• PASSAGE

start

Since the amount of looseness in the mike is unknown, you will have to experiment. Way oil is thicker and may work well. It would not hurt anything to try it. Other, thicker oils are available. Definitely try oils first. There are so many types of grease it is hard to recommend one. Perhaps a lighter one for a first try as too thick would make it hard to turn. Or perhaps a silicon grease would be a good first try in that department. I would definitely stay away from motor oils or inexpensive grease intended for automotive use. They can have additives that can leave stains if used for some time.

You may have to lap to get the feel you want. I would just save that for the last option as it is hard to reverse if it goes too far.

Neil Jones
04-20-2009, 10:02 AM
"Since the amount of looseness in the mike is unknown, you will have to experiment."

It's not loose. It's tight.

ptjw7uk
04-20-2009, 11:37 AM
In the UK I would use 'Brasso' metal polish as this contains a very fine abrasive. Used in metallography to polish metal samples before etching.(well in UK anyway)

Peter

John Garner
04-21-2009, 05:56 PM
Years ago, I lapped a Moore & Wright metric micrometer that had the worst "feel" I've ever encountered -- intending to either cure it or kill it -- using the dust left inside an empty can of Timesaver-brand green-label compound I dug out of the trash.

I mixed the Timesaver powder left inside the can with two or three drops of hydraulic oil to make a soft paste that I divided between the micrometer nut's internal threads and the spindle's external threads, reassembled the micrometer, and ran the spindle both ways through its full travel about ten times. Took the micrometer apart again and added a couple of drops of new oil, reassembled, and ran the spindle another ten roundtrips, repeating the disassemble, oil, lap cycle maybe four of five more times before disassembling the micrometer, cleaning the residual oil and grit out with paint thinner and cotton swabs, oiling, reassembling, and adjusting the micrometer.

The "feel" was vastly improved, but still on the rough side. So I disassembled the micrometer again, cleaned out the oil, lubed the made and female threads with moly-disulfide paste, reassembled, clamped the thread-fit-adjustment collar as tight as I could make it, and exercised the spindle another ten-or-so roundtrips to burnish the newly-lapped threads. Followed by another disassemble, clean, lube, reassemble and adjust cycle.

At that point, I was reasonably satisfied with the M&W's feel and used it for a couple of years before giving it to a fellow student who'd had his tools stolen.

Since then, I've rehab . . . nah, let's just say "habilitated", a couple dozen micrometers imported from the far east using a different technique. Most of this class of micrometers I've encountered have three common problems: 1. they are packed with preservative grease, 2. the female thread is often burred where it is slotted to provide "collet action", and 3. the threaded spindles are banged around after thread grinding.

end

• ENTRIES PROVIDED
start

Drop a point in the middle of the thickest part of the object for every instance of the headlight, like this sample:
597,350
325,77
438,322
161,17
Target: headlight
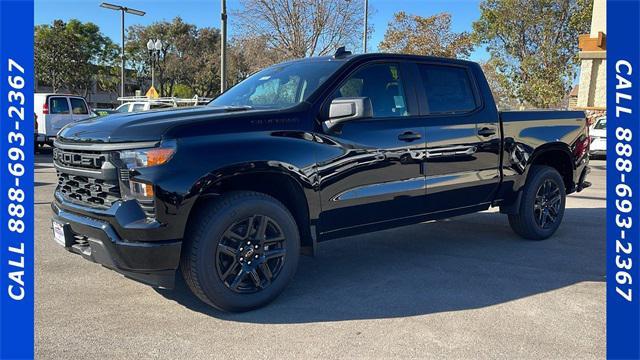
142,158
139,158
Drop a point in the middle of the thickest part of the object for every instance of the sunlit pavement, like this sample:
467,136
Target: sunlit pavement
462,288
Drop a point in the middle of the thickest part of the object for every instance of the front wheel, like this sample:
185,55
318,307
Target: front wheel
241,251
542,206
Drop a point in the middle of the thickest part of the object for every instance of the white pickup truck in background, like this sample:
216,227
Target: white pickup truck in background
54,111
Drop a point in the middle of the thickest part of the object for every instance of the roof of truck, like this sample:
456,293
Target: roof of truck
382,56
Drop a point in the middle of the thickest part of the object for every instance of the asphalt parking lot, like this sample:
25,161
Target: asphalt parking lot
462,288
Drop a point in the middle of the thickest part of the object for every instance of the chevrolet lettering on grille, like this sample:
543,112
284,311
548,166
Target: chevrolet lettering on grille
80,160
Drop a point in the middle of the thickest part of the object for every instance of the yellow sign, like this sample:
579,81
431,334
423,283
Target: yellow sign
152,93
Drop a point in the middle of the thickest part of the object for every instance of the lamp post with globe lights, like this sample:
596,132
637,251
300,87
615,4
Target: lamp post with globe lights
155,49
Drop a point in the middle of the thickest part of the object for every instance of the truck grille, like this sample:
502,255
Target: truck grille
88,191
88,178
82,179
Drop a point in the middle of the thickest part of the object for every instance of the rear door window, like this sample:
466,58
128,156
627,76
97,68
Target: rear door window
78,106
448,89
58,105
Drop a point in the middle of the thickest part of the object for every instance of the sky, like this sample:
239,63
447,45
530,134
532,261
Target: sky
206,13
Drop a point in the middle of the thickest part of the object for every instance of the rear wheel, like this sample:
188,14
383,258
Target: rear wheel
542,205
241,251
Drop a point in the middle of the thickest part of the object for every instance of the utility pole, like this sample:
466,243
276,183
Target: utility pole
122,9
122,53
364,31
223,47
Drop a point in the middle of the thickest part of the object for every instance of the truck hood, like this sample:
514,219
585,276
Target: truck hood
152,125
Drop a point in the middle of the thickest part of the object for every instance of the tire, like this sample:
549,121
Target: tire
215,254
544,196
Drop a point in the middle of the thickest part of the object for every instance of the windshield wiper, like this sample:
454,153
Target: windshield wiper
237,108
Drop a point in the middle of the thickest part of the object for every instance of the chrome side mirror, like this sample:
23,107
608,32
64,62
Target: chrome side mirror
346,109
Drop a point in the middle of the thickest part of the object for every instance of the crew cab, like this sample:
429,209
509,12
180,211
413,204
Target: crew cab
302,152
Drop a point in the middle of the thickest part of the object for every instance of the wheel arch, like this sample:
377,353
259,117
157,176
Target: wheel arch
558,156
293,190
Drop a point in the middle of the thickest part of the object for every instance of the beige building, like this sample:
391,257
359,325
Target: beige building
592,95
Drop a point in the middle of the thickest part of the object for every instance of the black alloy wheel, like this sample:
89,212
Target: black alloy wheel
241,250
542,204
546,206
251,254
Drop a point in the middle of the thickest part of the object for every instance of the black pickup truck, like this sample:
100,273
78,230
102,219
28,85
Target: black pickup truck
301,152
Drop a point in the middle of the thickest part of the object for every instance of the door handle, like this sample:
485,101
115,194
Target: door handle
486,132
409,136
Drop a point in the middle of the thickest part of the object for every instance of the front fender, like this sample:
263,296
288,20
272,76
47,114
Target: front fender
202,161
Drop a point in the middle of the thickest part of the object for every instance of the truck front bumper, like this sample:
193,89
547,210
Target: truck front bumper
96,239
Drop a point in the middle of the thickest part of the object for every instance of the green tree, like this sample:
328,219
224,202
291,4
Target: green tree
432,35
71,55
534,45
190,58
302,28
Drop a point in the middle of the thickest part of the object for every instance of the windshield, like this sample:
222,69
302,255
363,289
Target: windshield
279,86
601,124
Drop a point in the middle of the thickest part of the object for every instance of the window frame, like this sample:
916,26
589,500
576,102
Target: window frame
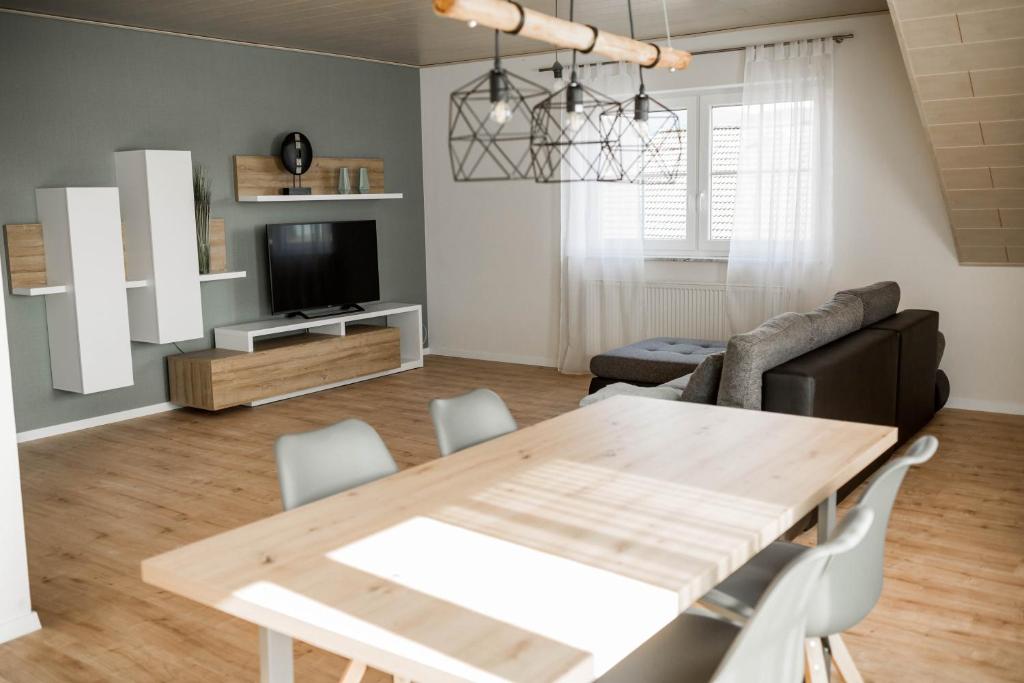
698,104
674,248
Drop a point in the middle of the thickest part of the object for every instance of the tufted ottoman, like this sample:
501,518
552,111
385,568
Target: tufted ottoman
650,361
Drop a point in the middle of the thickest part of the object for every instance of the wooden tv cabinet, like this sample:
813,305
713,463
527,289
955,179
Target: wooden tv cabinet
266,360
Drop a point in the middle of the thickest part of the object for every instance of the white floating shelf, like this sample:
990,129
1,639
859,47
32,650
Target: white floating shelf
40,291
62,289
210,276
322,198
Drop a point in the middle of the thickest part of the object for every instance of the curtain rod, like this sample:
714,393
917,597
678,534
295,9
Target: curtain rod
838,38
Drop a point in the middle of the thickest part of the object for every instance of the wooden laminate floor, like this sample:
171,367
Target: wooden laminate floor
97,502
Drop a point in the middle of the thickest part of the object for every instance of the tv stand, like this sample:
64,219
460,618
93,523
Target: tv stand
262,361
327,312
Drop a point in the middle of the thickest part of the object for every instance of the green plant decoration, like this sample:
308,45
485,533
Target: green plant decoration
201,191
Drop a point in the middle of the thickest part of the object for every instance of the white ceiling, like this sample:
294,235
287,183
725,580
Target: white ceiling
408,32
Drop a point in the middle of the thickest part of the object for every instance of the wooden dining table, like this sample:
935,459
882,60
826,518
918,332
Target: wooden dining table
546,555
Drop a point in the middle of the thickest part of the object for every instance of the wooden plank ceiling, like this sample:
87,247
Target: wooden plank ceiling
408,32
966,59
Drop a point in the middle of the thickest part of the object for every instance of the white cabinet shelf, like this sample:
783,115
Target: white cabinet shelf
322,198
40,291
210,276
129,285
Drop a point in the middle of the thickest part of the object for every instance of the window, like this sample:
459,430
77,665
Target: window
693,216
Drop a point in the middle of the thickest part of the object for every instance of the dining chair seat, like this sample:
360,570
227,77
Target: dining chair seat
688,650
769,646
852,585
470,419
324,462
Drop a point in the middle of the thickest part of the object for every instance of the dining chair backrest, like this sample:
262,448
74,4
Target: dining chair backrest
470,419
852,585
324,462
770,647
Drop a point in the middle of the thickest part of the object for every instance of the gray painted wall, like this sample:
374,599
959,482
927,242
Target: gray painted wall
71,94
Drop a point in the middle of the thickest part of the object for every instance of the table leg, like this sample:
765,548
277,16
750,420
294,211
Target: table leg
826,517
274,657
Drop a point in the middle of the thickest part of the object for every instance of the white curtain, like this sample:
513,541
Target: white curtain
602,286
781,249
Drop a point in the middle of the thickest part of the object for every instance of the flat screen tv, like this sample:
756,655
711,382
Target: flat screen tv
320,265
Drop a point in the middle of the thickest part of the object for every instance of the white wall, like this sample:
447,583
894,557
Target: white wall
16,617
493,248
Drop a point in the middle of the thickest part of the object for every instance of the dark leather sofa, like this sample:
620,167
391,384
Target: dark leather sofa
885,373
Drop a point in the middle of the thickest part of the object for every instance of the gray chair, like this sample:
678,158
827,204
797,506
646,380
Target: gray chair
470,419
852,585
321,463
769,647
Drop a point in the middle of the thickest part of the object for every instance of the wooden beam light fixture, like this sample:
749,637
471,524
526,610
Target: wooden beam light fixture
514,18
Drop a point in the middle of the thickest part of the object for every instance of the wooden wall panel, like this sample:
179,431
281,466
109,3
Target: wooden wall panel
26,255
265,175
966,61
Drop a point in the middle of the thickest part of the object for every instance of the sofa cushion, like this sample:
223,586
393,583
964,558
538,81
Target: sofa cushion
680,382
624,389
779,339
881,300
654,360
702,387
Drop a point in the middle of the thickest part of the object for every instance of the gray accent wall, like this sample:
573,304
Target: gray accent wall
72,94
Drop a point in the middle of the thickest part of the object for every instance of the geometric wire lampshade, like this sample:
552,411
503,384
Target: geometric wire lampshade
488,139
652,140
573,136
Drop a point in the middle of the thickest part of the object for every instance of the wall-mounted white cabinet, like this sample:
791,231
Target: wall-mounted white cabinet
160,245
87,325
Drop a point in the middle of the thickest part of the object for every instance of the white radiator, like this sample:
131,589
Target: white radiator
695,310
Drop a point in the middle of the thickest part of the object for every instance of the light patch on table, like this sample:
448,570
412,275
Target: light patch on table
585,607
270,596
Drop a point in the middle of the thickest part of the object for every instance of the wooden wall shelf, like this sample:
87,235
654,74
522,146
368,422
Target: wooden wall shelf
258,178
322,198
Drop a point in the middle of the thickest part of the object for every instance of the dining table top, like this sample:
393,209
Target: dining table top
545,555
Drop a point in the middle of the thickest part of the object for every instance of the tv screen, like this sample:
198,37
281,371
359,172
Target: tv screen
314,265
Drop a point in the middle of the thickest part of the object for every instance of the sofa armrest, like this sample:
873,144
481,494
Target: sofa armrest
918,332
853,378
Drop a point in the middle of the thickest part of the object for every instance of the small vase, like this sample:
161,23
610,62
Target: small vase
204,258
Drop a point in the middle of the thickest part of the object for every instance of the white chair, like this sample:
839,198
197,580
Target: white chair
769,647
470,419
851,586
324,462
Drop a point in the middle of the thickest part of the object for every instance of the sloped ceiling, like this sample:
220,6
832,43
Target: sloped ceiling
966,60
408,32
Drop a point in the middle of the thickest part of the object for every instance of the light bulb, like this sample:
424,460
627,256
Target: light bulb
501,112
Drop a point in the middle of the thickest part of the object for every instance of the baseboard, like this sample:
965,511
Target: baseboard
64,428
986,406
498,357
18,627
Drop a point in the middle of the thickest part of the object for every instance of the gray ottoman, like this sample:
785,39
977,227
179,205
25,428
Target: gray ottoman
650,361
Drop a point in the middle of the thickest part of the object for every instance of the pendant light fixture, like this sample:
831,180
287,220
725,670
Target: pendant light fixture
573,134
489,125
652,137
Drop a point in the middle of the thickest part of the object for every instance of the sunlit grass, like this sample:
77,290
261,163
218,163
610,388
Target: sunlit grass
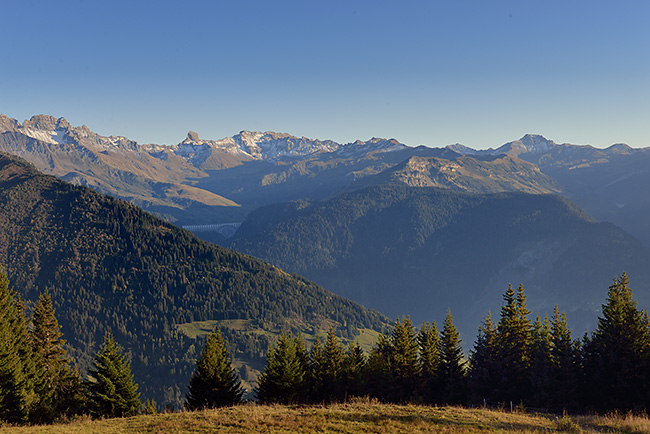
357,416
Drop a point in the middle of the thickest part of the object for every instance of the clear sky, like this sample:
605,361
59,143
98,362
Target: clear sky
480,73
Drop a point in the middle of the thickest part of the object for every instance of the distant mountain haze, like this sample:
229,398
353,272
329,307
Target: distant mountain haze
111,267
203,182
419,251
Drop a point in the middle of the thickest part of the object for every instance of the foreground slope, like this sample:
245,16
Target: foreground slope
357,416
110,266
420,251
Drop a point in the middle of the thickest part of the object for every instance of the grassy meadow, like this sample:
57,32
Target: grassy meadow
357,416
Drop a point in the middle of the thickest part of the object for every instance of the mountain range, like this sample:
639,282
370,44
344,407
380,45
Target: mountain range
408,230
205,182
112,267
420,251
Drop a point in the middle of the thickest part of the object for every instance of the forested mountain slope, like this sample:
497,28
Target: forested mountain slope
420,251
110,266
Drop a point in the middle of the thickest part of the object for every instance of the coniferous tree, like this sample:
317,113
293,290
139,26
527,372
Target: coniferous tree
316,371
16,363
514,342
110,387
283,379
215,382
354,368
616,357
541,365
404,360
58,385
484,362
429,360
566,364
379,369
333,380
451,370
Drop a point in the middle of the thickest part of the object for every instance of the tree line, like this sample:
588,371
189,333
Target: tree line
514,361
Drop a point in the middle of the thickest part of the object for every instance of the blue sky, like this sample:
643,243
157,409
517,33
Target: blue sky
480,73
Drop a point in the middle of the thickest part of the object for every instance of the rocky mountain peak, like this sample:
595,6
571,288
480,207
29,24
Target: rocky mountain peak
193,136
8,124
46,123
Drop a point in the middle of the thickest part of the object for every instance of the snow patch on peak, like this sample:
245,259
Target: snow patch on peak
360,148
52,137
536,143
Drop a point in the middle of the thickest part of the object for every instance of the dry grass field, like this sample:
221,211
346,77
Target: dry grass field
358,416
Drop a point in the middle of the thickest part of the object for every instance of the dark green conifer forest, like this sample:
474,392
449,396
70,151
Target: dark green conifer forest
535,365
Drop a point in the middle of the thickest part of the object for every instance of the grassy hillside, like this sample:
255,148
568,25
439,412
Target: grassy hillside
354,417
420,251
110,266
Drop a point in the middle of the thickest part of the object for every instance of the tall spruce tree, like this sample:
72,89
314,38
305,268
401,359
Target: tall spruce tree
514,347
316,372
283,379
451,370
17,372
215,382
404,360
379,369
484,364
616,357
429,360
58,385
354,369
333,385
110,387
541,370
566,364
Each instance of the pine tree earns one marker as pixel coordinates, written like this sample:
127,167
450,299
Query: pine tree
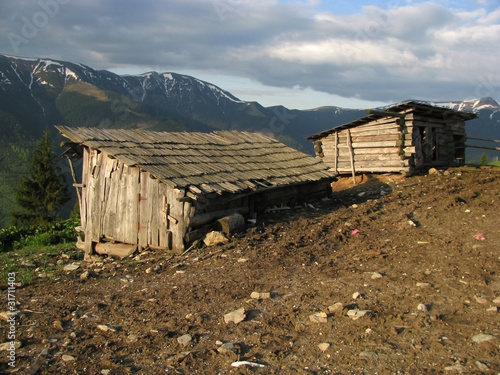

end

• WHAT TO WORK ON
A. In the forum thread on micrometer feel, what did John Garner use to clean the residual oil and grit out of the lapped micrometer?
B. Continue the forum thread on micrometer feel from where it stops.

• ANSWERS TO THE PROBLEMS
A. Paint thinner and cotton swabs.

B.
Taking these problems one at a time:

1. Disassemble the micrometer fully, soak it in mineral spirits or kerosene, scrub with a nylon-bristle toothbrush and "itty bitty bottle brush" (if you have one), and finally blow out the inside of the micrometer housing and internal threads with a spray-can of carburetor cleaner.

2. Working under magnification, remove burrs on the internal thread using a dental-pick-type tool and/or needle file.

3. Chuck the unthreaded end of the micrometer spindle in a drill press, lathe, or milling machine spindle, run the spindle at some moderate several-hundred-RPM speed, and press a medium-grit diamond hone against the major diameter of the thread while running the hone along the micrometer threads axially until the clicking of the hone stops, signifying that the major diameter of the honed micrometer thread has been reduced enough to remove the damaged thread crests. Then remove the honing burrs, either by Scotch-Briting the micrometer thread or lapping it between a couple pieces of grit-charged wood.

Clean and dry the individual pieces, deburring as necessary, and then lube the inside of the female thread and the outside of the male thread before reassembling and adjusting the micrometer.

I generally lube micrometers with a light hydraulic oil, but Singer's Sewing Machine Oil and Dexron ATF work about as well. But . . . a few weeks ago I needed to clean and oil a micrometer that had been dropped into a mud puddle. The only light oil immediately available was from a spray can of Liquid Wrench #2 (in the teal-blue can), and I'm impressed with the improved feel of that micrometer . . . so far.

Neil Jones
04-21-2009, 11:09 PM
Printed this out, John. Thanks!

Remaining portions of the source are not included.